**Problem description:** Only the number is needed: the count of lines in the records with the word "instance".

----

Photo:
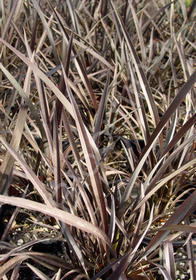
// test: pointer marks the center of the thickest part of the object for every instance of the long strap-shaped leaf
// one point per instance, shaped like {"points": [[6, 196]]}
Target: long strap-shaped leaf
{"points": [[142, 78], [171, 109], [91, 163]]}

----

**Completed exercise:** 2